### Text for analysis
Content starts

Paul Rosenberg, MD

Faculty Member, Duke Molecular Physiology Institute and Sarah W. Stedman Nutrition and Metabolism Center

Position

Associate Professor Department of Medicine, Division of Cardiology Duke University Medical Center

Contact

Medical Sciences Research Building - Room 1013

919 684 1712

paul.b.rosenberg@dm.duke.edu

Summary

Paul Rosenberg MD is an Associate Professor of Medicine in the Department of Cardiology. His research program seeks to understand how changes in calcium are decoded by a cell in order to activate signaling pathways that control gene expression, proliferation, and metabolism. In particular we are interested in Ca2+ entry pathways including store-operated Ca2+ entry (SOCE) and transient receptor potential channels (TRPC). We have demonstrated that stromal interaction molecule 1 (STIM1) activates SOCE in muscle in order to adapt muscle function for exercise. In addition, we are interested in the role of TRPC channels in cardiac myocyte, islet, and podocyte cell proliferation.

Content ends

### Apply what you read
[a] In the Paul Rosenberg faculty profile, which molecule does his group report activates store-operated Ca2+ entry in muscle?
[b] Please continue the Paul Rosenberg faculty profile from its final sentence onward.

### Supplied information
Content starts

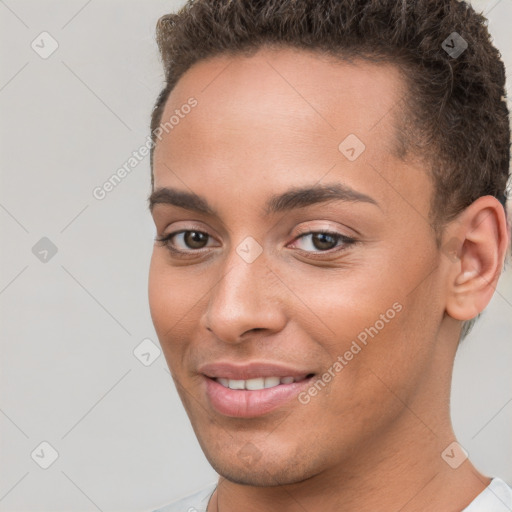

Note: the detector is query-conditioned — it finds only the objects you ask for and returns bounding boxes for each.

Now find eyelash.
[155,229,357,258]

Content ends

### Answers to this exercise
[a] Stromal interaction molecule 1 (STIM1).

[b]
MD, University of Medicine and Dentistry of New Jersey, Newark, NJ

Paul Rosenberg, M.D. is an Associate Professor of Medicine in the Department of Medicine (Cardiology).

The objective of my research program is to understand how changes in cellular calcium are decoded by a cell in order to activate signaling pathways that control gene expression, growth and differentiation, and metabolism. In particular, we are interested in Ca2+ entry pathways including store operated Ca2+ entry (SOCE)(1,2) and transient receptor potential channels (TRPC) in excitable cells (3,4,5). Major projects within the lab include: 1) understanding the mechanism by which Ca2+ contributes to muscle development, metabolism and exercise remodeling 2) defining components of the SOCE and TRPC channel complex in excitable cells, 3) understanding the function of inter-organellar Ca2+ signaling (e.g. ER, mitochondrial and nuclear).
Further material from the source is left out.